* _SUPPLIED INFORMATION_:
•••

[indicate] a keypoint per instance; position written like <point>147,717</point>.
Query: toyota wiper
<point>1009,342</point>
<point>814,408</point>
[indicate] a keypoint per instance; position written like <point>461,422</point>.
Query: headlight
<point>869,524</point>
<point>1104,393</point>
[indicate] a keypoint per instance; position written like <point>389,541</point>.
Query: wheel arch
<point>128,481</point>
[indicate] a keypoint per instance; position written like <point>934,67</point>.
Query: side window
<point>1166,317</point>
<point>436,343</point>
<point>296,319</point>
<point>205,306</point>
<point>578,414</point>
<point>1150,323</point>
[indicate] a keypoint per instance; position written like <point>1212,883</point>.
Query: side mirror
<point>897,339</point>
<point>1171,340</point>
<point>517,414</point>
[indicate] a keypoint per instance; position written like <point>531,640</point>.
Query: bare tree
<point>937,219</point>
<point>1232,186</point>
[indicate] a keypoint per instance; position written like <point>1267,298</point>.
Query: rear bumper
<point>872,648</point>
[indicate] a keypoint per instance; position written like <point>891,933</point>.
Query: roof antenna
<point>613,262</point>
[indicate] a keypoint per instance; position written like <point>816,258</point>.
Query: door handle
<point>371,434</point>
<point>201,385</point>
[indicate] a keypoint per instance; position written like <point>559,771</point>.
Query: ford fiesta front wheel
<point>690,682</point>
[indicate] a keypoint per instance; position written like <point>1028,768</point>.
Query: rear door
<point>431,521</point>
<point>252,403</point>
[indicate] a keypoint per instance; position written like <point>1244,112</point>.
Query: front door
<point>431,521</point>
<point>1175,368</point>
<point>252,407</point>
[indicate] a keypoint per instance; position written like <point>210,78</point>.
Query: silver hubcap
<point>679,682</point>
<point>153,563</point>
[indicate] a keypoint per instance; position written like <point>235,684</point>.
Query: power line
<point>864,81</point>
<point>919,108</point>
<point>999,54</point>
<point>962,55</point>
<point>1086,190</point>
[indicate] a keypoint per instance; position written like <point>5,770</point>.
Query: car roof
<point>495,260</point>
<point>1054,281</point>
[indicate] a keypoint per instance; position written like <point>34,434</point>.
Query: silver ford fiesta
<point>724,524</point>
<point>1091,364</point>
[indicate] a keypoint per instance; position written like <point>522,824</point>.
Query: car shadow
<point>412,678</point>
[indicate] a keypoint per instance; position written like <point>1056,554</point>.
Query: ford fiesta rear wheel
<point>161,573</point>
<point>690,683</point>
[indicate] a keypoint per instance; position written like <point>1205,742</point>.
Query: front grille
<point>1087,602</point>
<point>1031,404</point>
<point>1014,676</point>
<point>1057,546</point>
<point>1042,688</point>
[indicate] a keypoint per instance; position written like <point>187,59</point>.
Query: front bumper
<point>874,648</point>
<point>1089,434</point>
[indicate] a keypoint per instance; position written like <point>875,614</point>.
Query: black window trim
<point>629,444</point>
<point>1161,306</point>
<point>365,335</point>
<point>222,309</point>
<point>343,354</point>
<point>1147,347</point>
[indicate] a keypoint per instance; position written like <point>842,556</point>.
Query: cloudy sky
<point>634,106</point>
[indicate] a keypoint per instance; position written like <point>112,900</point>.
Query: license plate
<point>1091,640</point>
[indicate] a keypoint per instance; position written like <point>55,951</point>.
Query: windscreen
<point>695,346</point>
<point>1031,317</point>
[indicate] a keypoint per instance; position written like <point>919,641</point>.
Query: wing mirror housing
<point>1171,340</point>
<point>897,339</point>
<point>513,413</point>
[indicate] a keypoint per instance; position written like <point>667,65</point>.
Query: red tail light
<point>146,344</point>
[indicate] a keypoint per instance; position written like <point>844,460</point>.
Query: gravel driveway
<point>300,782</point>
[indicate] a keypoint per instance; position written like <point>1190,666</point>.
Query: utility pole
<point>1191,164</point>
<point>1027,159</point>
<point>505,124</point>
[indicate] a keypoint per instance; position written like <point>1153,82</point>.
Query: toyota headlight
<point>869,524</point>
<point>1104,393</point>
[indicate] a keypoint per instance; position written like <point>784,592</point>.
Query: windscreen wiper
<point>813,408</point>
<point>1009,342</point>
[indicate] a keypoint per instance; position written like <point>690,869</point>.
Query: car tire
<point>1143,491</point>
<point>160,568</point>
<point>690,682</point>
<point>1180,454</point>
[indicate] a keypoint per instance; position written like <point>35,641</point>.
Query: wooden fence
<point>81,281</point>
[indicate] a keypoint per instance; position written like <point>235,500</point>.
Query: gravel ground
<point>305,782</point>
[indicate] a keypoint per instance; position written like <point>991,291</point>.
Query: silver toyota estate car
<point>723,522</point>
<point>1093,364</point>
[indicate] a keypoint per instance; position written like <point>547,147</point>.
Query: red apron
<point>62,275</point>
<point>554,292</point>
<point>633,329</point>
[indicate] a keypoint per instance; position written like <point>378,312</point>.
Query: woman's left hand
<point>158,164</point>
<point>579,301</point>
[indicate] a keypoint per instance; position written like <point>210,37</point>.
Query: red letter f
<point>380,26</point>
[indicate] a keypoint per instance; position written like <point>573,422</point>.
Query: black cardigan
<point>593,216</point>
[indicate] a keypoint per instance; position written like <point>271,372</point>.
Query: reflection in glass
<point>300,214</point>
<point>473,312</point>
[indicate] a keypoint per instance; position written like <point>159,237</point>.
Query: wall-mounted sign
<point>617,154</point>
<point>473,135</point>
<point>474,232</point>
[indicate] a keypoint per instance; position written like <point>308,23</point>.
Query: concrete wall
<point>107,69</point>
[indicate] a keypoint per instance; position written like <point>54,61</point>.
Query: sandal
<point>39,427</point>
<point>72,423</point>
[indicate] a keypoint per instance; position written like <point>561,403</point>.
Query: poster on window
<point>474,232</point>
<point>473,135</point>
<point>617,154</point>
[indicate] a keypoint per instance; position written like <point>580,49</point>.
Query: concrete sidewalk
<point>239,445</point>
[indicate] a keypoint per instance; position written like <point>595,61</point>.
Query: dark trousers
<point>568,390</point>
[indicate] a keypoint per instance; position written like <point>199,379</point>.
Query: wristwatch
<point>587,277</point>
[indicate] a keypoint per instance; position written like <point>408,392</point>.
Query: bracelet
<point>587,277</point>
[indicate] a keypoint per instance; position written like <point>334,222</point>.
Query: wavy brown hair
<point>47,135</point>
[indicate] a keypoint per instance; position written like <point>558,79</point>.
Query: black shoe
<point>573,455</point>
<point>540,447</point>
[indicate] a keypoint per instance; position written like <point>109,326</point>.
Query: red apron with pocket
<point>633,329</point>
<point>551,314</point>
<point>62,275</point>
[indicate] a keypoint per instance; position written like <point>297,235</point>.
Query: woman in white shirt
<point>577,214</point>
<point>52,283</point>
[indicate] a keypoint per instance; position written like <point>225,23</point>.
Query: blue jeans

•••

* _TASK PROMPT_:
Recast the material above as a Markdown table with two columns, Row and Entry. Put each non-blank line in order under Entry with its running number under Row, and omit blank lines.

* _REPLY TO THE EXERCISE_:
| Row | Entry |
|---|---|
| 1 | [indicate] a keypoint per instance; position written like <point>147,717</point>. |
| 2 | Query: toyota wiper |
| 3 | <point>1009,342</point> |
| 4 | <point>814,408</point> |
| 5 | [indicate] a keypoint per instance; position written like <point>461,422</point>. |
| 6 | Query: headlight |
| 7 | <point>869,524</point> |
| 8 | <point>1104,393</point> |
| 9 | [indicate] a keypoint per instance; position written like <point>389,541</point>. |
| 10 | Query: wheel arch |
| 11 | <point>128,481</point> |
| 12 | [indicate] a keypoint per instance; position written like <point>934,67</point>. |
| 13 | Query: side window |
| 14 | <point>1166,317</point> |
| 15 | <point>436,343</point> |
| 16 | <point>296,319</point> |
| 17 | <point>205,306</point> |
| 18 | <point>578,414</point> |
| 19 | <point>1150,323</point> |
| 20 | [indicate] a keypoint per instance; position written like <point>1212,883</point>. |
| 21 | Query: side mirror |
| 22 | <point>897,339</point> |
| 23 | <point>1171,340</point> |
| 24 | <point>517,414</point> |
| 25 | [indicate] a keypoint per instance; position written like <point>531,640</point>. |
| 26 | Query: bare tree |
| 27 | <point>937,219</point> |
| 28 | <point>1232,186</point> |
| 29 | [indicate] a keypoint per instance; position written like <point>1267,298</point>. |
| 30 | Query: rear bumper |
| 31 | <point>872,648</point> |
| 32 | [indicate] a keypoint per instance; position written like <point>891,933</point>. |
| 33 | Query: roof antenna |
| 34 | <point>613,262</point> |
| 35 | [indicate] a keypoint per instance; position written like <point>816,258</point>. |
| 36 | Query: door handle |
| 37 | <point>371,434</point> |
| 38 | <point>201,385</point> |
| 39 | [indicate] a keypoint per instance; position written like <point>559,771</point>. |
| 40 | Query: ford fiesta front wheel |
| 41 | <point>690,682</point> |
| 42 | [indicate] a keypoint per instance; position written like <point>1028,768</point>. |
| 43 | Query: rear door |
| 44 | <point>431,521</point> |
| 45 | <point>252,403</point> |
| 46 | [indicate] a keypoint per instance; position written like <point>1244,112</point>. |
| 47 | Query: front door |
| 48 | <point>431,521</point> |
| 49 | <point>1175,368</point> |
| 50 | <point>252,407</point> |
| 51 | [indicate] a keypoint per instance; position written like <point>210,78</point>. |
| 52 | Query: silver hubcap |
| 53 | <point>679,682</point> |
| 54 | <point>153,563</point> |
| 55 | [indicate] a keypoint per instance; position written like <point>235,684</point>. |
| 56 | Query: power line |
| 57 | <point>864,81</point> |
| 58 | <point>919,108</point> |
| 59 | <point>999,54</point> |
| 60 | <point>962,55</point> |
| 61 | <point>1086,190</point> |
| 62 | [indicate] a keypoint per instance; position written like <point>5,770</point>. |
| 63 | Query: car roof |
| 64 | <point>495,260</point> |
| 65 | <point>1054,281</point> |
| 66 | [indicate] a keypoint per instance; position written like <point>34,434</point>. |
| 67 | Query: silver ford fiesta |
| 68 | <point>724,524</point> |
| 69 | <point>1091,364</point> |
| 70 | [indicate] a keypoint per instance; position written like <point>522,824</point>. |
| 71 | Query: car shadow |
| 72 | <point>412,678</point> |
| 73 | [indicate] a keypoint per instance; position written like <point>1056,554</point>. |
| 74 | Query: ford fiesta rear wheel |
| 75 | <point>161,573</point> |
| 76 | <point>690,683</point> |
| 77 | [indicate] a keypoint per instance; position written like <point>1205,742</point>. |
| 78 | Query: front grille |
| 79 | <point>1087,602</point> |
| 80 | <point>1031,404</point> |
| 81 | <point>1014,676</point> |
| 82 | <point>1057,546</point> |
| 83 | <point>1042,688</point> |
| 84 | [indicate] a keypoint per instance; position written like <point>187,59</point>. |
| 85 | Query: front bumper |
| 86 | <point>874,648</point> |
| 87 | <point>1089,434</point> |
| 88 | [indicate] a keypoint per instance; position written like <point>875,614</point>. |
| 89 | Query: black window trim |
| 90 | <point>629,444</point> |
| 91 | <point>1161,306</point> |
| 92 | <point>365,335</point> |
| 93 | <point>222,309</point> |
| 94 | <point>343,354</point> |
| 95 | <point>1147,347</point> |
| 96 | [indicate] a keypoint per instance; position written like <point>842,556</point>. |
| 97 | Query: cloudy sky |
| 98 | <point>634,106</point> |
| 99 | [indicate] a keypoint per instance; position written like <point>112,900</point>. |
| 100 | Query: license plate |
| 101 | <point>1091,640</point> |
| 102 | [indicate] a keypoint per instance; position written like <point>55,951</point>. |
| 103 | Query: windscreen |
| 104 | <point>695,346</point> |
| 105 | <point>1031,317</point> |
| 106 | [indicate] a keypoint per instance; position written like <point>919,641</point>. |
| 107 | Query: wing mirror housing |
| 108 | <point>1171,340</point> |
| 109 | <point>897,339</point> |
| 110 | <point>513,413</point> |
| 111 | [indicate] a keypoint per instance; position written like <point>667,65</point>. |
| 112 | Query: red tail light |
| 113 | <point>146,344</point> |
| 114 | [indicate] a keypoint per instance; position written like <point>844,460</point>. |
| 115 | Query: gravel driveway |
| 116 | <point>300,782</point> |
| 117 | [indicate] a keypoint per instance; position written like <point>1190,666</point>. |
| 118 | Query: utility pole |
| 119 | <point>1191,164</point> |
| 120 | <point>1027,159</point> |
| 121 | <point>505,124</point> |
| 122 | [indicate] a keypoint per instance; position written like <point>1153,82</point>. |
| 123 | Query: toyota headlight |
| 124 | <point>869,524</point> |
| 125 | <point>1104,393</point> |
| 126 | [indicate] a keypoint per instance; position written like <point>784,592</point>. |
| 127 | Query: windscreen wiper |
| 128 | <point>813,408</point> |
| 129 | <point>1009,342</point> |
| 130 | [indicate] a keypoint per instance; position written like <point>690,869</point>. |
| 131 | Query: car tire |
| 132 | <point>1143,491</point> |
| 133 | <point>160,568</point> |
| 134 | <point>690,682</point> |
| 135 | <point>1180,454</point> |
| 136 | [indicate] a keypoint per instance; position written like <point>35,641</point>. |
| 137 | Query: wooden fence |
| 138 | <point>81,281</point> |
| 139 | [indicate] a keypoint per instance; position written like <point>235,500</point>. |
| 140 | Query: gravel ground |
| 141 | <point>305,782</point> |
| 142 | [indicate] a keypoint per instance; position written like <point>991,291</point>. |
| 143 | Query: silver toyota estate car |
| 144 | <point>723,522</point> |
| 145 | <point>1093,364</point> |
| 146 | [indicate] a keypoint per instance; position written like <point>547,147</point>. |
| 147 | Query: red apron |
| 148 | <point>62,275</point> |
| 149 | <point>554,292</point> |
| 150 | <point>633,329</point> |
| 151 | [indicate] a keypoint per instance; position written like <point>378,312</point>. |
| 152 | Query: woman's left hand |
| 153 | <point>158,164</point> |
| 154 | <point>579,301</point> |
| 155 | [indicate] a keypoint per instance; position written like <point>210,37</point>. |
| 156 | Query: red letter f |
| 157 | <point>380,26</point> |
| 158 | [indicate] a keypoint per instance; position written like <point>573,422</point>. |
| 159 | Query: black cardigan |
| 160 | <point>593,216</point> |
| 161 | [indicate] a keypoint per instance; position written like <point>271,372</point>. |
| 162 | Query: reflection in glass |
| 163 | <point>300,214</point> |
| 164 | <point>473,312</point> |
| 165 | [indicate] a keypoint per instance; position written like <point>159,237</point>. |
| 166 | Query: wall-mounted sign |
| 167 | <point>617,154</point> |
| 168 | <point>473,135</point> |
| 169 | <point>474,232</point> |
| 170 | [indicate] a keypoint per instance; position written like <point>308,23</point>. |
| 171 | Query: concrete wall |
| 172 | <point>107,69</point> |
| 173 | [indicate] a keypoint per instance; position written like <point>54,61</point>. |
| 174 | Query: sandal |
| 175 | <point>39,427</point> |
| 176 | <point>72,423</point> |
| 177 | [indicate] a keypoint per instance; position written like <point>561,403</point>. |
| 178 | Query: poster on window |
| 179 | <point>474,232</point> |
| 180 | <point>473,135</point> |
| 181 | <point>617,154</point> |
| 182 | [indicate] a keypoint per instance; position written like <point>580,49</point>. |
| 183 | Query: concrete sidewalk |
| 184 | <point>239,445</point> |
| 185 | [indicate] a keypoint per instance; position written like <point>595,61</point>. |
| 186 | Query: dark trousers |
| 187 | <point>568,390</point> |
| 188 | [indicate] a keypoint per instance; position written like <point>199,379</point>. |
| 189 | Query: wristwatch |
| 190 | <point>587,277</point> |
| 191 | [indicate] a keypoint per instance; position written like <point>408,392</point>. |
| 192 | Query: bracelet |
| 193 | <point>587,277</point> |
| 194 | [indicate] a keypoint per instance; position written like <point>334,222</point>. |
| 195 | Query: wavy brown hair |
| 196 | <point>47,135</point> |
| 197 | [indicate] a keypoint per instance; position written like <point>558,79</point>. |
| 198 | Query: black shoe |
| 199 | <point>573,455</point> |
| 200 | <point>540,447</point> |
| 201 | [indicate] a keypoint per instance; position written like <point>109,326</point>. |
| 202 | Query: red apron with pocket |
| 203 | <point>633,329</point> |
| 204 | <point>551,314</point> |
| 205 | <point>62,275</point> |
| 206 | [indicate] a keypoint per instance; position written like <point>297,235</point>. |
| 207 | Query: woman in white shirt |
| 208 | <point>577,214</point> |
| 209 | <point>52,283</point> |
| 210 | [indicate] a keypoint per instance; position written like <point>225,23</point>. |
| 211 | Query: blue jeans |